>> BEGIN Data rows

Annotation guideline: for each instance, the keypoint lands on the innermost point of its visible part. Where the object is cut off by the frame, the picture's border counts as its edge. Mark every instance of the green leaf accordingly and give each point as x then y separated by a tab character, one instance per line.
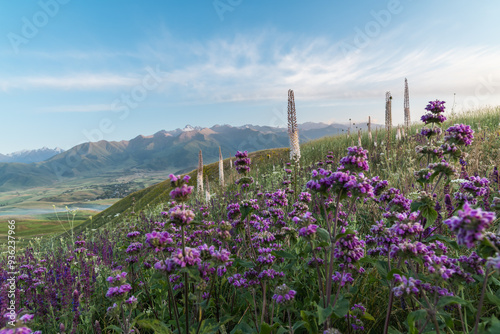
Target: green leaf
415	205
428	212
390	274
283	254
245	211
382	268
393	330
414	317
341	307
493	299
323	234
240	263
443	239
341	235
265	328
243	328
495	325
446	300
310	322
156	325
115	328
324	313
297	325
368	316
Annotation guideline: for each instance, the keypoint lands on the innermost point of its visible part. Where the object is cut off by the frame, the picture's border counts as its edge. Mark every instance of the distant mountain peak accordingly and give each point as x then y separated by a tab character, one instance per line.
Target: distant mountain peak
30	156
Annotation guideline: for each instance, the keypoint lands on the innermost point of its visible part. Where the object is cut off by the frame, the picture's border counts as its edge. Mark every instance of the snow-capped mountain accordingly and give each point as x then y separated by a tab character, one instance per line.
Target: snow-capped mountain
30	156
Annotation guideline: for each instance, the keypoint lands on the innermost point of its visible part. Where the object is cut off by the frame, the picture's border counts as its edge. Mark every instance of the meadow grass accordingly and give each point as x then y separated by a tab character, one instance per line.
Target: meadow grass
394	161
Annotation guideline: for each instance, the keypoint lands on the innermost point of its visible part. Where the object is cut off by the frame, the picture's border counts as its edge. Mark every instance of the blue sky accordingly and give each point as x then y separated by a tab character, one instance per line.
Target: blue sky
75	71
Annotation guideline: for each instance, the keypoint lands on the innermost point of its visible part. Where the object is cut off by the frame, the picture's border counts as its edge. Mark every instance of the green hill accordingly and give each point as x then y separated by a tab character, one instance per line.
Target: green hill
395	164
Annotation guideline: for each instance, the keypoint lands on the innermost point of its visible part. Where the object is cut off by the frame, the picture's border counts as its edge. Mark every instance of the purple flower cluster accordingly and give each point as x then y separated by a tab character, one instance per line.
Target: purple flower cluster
357	311
406	286
309	231
158	239
442	167
470	224
459	134
433	118
349	249
283	294
342	278
429	132
435	107
355	161
118	291
191	258
494	263
242	162
134	248
473	188
181	216
434	151
182	193
167	265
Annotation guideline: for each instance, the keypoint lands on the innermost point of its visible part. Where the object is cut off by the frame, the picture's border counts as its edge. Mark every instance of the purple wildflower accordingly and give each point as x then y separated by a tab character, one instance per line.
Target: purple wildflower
283	294
470	224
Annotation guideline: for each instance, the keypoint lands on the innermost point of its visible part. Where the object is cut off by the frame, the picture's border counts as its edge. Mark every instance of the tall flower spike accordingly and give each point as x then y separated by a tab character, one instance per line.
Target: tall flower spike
200	174
407	106
369	129
388	115
221	169
293	131
207	191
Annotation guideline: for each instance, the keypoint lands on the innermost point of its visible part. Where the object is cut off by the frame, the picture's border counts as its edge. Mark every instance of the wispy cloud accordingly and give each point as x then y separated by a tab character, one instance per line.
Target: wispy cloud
79	108
261	67
84	81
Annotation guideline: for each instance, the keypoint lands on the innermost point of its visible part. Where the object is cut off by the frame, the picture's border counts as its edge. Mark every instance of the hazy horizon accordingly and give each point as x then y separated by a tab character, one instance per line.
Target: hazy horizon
122	68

>> END Data rows

## Work to be completed
Reproduce the listing, swapping every "innermost point" for "topmost point" and changing nothing else. Omit the pictures from your answer.

## Worked solution
Annotation guideline: for each instance, the keypoint lands on the topmost point of its visible part. Where the object is cut off by the frame, the picture's border counts as its edge. Mark every instance of the green leaf accordingly and give each point as x then y separated by a tab character, one instance per line.
Target: green leaf
415	205
428	212
390	274
283	254
245	211
382	268
393	330
414	317
341	307
493	299
323	234
240	263
443	239
341	235
265	328
243	328
495	325
446	300
310	322
156	325
115	328
324	313
297	325
368	316
Annotation guideline: for each instance, the keypoint lands on the topmost point of its visible part. Where the object is cut off by the frame, the picture's border counts as its edge. Mark every instance of the distant mountain peak accordingly and give each point as x then y separated by a tab character, one instance per line.
Target: distant mountain peak
30	156
Annotation guideline: for each instance, the keypoint lands on the topmost point of its visible part. Where the object is cut off by the frame, the picture's border counts as its edge. Mark every instance of the snow-capped mountain accordingly and give each point as x then y separated by a tab character, one instance per line.
Target: snow-capped mountain
30	156
Annotation guideline: for each instance, the keypoint lands on the topmost point of its visible part. Where the object is cut off by the frame, the picture's border counts as its edge. Mark every instance of the meadow grass accordingly and give each point as x then y separated by a tab character, one instance per line.
Target: meadow grass
394	161
Annotation guideline: for each instance, the keypoint lands on the topmost point of its visible part. Where the object is cut off by the frame, the picture's border counts as its edge. Mark every instance of the blue sky accordingly and give each point as x then y separated by a tab character, one instance per line.
Target: blue sky
75	71
Annotation guideline: for each instance, the keypoint lands on the topmost point of its visible part. Where the object is cut off by the frame, the picture's border counts as its edge. Mark every instance of the green hill accordingly and give each point as x then y separated by a tab character, one instance per line.
Target: green hill
395	164
Annotation guideline: for each instance, the keypoint lands on the topmost point of its visible part. Where the object is cut off by the frame, the picture's border counts as its edge. Mark every instance of the purple flower cluster accordingly and give each point as x then y separated by a tab character, one instance per line.
Target: purple flower cluster
357	311
406	286
309	231
158	239
442	167
470	224
459	134
433	118
349	249
283	294
342	278
429	132
435	107
355	161
118	291
191	258
494	263
242	162
134	248
473	188
181	216
434	151
182	193
167	265
Annotation guideline: for each instance, the keypoint lands on the topmost point of its visible part. Where the object is cut off by the frame, the picture's border counts as its edge. Mark every instance of the purple wildflower accordingly and give each point as x then y separated by a tab character, one instance per line.
Target: purple wildflower
283	294
470	224
Annotation guideline: for each instance, the keypoint lands on the topmost point of its visible part. Where the object is cut off by the frame, the picture's border counts as its edge. Mark every instance of the tall flower spike accordingly and give each point as x then y separated by a tab character, one instance per line.
Target: tall flower spike
200	174
407	106
369	129
388	115
221	169
293	131
207	191
Annotation guideline: for each instance, the keypoint lands on the topmost point of its visible part. Where the object is cut off by the frame, the picture's border counts as its edge. Mark every instance of the wispy cloud accordingly and give each point as x then y separated by a tab character, one instance per line.
Target: wispy cloud
79	108
261	67
84	81
Annotation guideline: for each instance, the keypoint lands on the topmost point of its visible part. Where the object is cut off by the frame, the picture's border counts as its edge. Mark every instance of the hazy horizon accordingly and give each point as x then y separated by a tab character, one instance per line.
Target: hazy horizon
122	68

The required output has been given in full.